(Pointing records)

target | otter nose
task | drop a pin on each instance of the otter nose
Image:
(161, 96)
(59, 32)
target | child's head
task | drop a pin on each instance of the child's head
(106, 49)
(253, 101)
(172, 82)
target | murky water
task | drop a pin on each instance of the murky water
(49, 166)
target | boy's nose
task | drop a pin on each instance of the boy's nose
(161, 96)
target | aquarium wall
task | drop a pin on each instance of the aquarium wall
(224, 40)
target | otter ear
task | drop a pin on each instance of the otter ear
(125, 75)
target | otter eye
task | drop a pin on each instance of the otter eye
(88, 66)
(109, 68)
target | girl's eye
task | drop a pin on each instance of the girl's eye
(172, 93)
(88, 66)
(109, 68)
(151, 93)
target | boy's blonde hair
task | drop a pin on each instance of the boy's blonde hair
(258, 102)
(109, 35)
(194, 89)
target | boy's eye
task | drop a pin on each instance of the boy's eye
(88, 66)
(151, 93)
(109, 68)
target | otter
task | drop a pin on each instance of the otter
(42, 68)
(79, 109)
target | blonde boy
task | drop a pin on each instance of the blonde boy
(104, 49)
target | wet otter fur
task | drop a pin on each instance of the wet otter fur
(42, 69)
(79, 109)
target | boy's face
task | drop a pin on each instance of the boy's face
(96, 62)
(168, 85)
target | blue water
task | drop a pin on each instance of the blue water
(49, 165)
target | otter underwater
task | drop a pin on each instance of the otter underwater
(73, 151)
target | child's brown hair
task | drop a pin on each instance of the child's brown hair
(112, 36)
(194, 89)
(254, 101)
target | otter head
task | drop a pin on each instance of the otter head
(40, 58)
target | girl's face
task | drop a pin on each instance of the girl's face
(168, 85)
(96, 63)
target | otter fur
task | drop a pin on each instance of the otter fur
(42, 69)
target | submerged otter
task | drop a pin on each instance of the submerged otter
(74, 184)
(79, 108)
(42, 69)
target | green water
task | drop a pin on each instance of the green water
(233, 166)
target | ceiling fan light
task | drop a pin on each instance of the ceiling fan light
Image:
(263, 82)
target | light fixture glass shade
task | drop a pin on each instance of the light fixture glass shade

● **EXERCISE BRIEF**
Update the listing above by changing every "drop a pin" to "place a marker" and reproduce all of its lines with nothing else altered.

● **ANSWER TO THE PROBLEM**
target | otter nose
task | place a marker on each instance of the otter nose
Image:
(161, 96)
(59, 32)
target | child's head
task | place a marker on each instance of the child's head
(106, 49)
(253, 101)
(172, 82)
target | murky water
task | place a marker on each instance of the murky water
(49, 166)
target | boy's nose
task | place a marker on each instance of the boy's nose
(161, 96)
target | aquarium wall
task | place a marker on each instance of the aquarium wall
(224, 40)
target | otter ear
task | place a marker on each instance of the otter ear
(125, 75)
target | otter eye
task | place a marker on each instance of the otter eye
(88, 66)
(109, 68)
target | girl's eye
task | place a marker on each instance of the girl's eye
(172, 93)
(88, 66)
(109, 68)
(151, 93)
target | boy's blonde hair
task | place a marker on each instance of the boy's blonde hair
(258, 102)
(109, 35)
(194, 89)
target | boy's eye
task | place a marker on each instance of the boy's eye
(88, 66)
(151, 93)
(109, 68)
target | otter
task | place a marker on each instance of the otter
(42, 68)
(79, 109)
target | blonde boy
task | place a marker on each instance of the blonde boy
(104, 49)
target | wet otter fur
task | place a marker on each instance of the wet otter fur
(42, 69)
(79, 109)
target | boy's face
task | place a marker on each instance of the boy's face
(96, 62)
(168, 85)
target | blue water
task | place a marker on each instance of the blue water
(49, 165)
target | otter underwater
task | place a marker on each instance of the otter underwater
(73, 151)
target | child's brown hair
task | place a marker on each instance of the child's brown hair
(112, 36)
(194, 89)
(254, 101)
target | otter head
task | place a marker on each instance of the otter head
(40, 58)
target | girl's face
task | place a marker on each instance of the girl's face
(168, 85)
(96, 63)
target | otter fur
task | place a marker on each instance of the otter fur
(42, 69)
target | submerged otter
task | place a marker on each instance of the submerged otter
(74, 184)
(79, 108)
(42, 69)
target | green water
task | place a marker on each instance of the green water
(233, 166)
target | ceiling fan light
task | place a marker on each instance of the ceiling fan light
Image:
(263, 82)
target | light fixture glass shade
task | place a marker on each instance of the light fixture glass shade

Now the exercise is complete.